START Data extract

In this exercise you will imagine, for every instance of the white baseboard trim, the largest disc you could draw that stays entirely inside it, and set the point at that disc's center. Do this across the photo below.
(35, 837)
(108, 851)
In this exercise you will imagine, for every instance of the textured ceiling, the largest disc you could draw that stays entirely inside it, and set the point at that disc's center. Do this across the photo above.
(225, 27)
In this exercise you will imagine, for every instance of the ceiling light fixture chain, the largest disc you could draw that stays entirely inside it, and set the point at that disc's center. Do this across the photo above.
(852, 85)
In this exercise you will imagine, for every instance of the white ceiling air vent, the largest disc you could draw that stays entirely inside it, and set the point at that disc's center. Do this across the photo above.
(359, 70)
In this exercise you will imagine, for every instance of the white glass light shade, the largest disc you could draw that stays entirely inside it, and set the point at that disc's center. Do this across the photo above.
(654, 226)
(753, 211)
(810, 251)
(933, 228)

END Data extract

*What is needed*
Output the entire listing above without leaving out or altering anything.

*Finished exercise*
In this exercise you will imagine, for every instance of the white baseboard trim, the largest disc you could draw that stays entirely inside it, and set the point at that disc's center. Do this across the photo below.
(35, 837)
(108, 851)
In this exercise you will imagine, for every instance of the textured ceiling, the largest disc you could draw that stays entirely inside it, and set the point at that disc's center. Do this across the photo above.
(225, 27)
In this exercise you will imagine, for every instance of the ceiling light fixture chain, the largest disc you could draw that stays entirely inside it, and set the point at that disc's center. Do this across the photo above.
(852, 85)
In this exercise you will imagine, for every instance of the white ceiling air vent, the largest disc you could draw that stays entirely inside it, and set the point at that disc's center. Do this across the photo above.
(359, 70)
In this exercise you will imagine, for every instance of the white glass light shade, the largest disc you could draw that stays entirely inside it, and set the point at that disc's center. Do this across the photo above.
(654, 226)
(753, 211)
(810, 251)
(933, 228)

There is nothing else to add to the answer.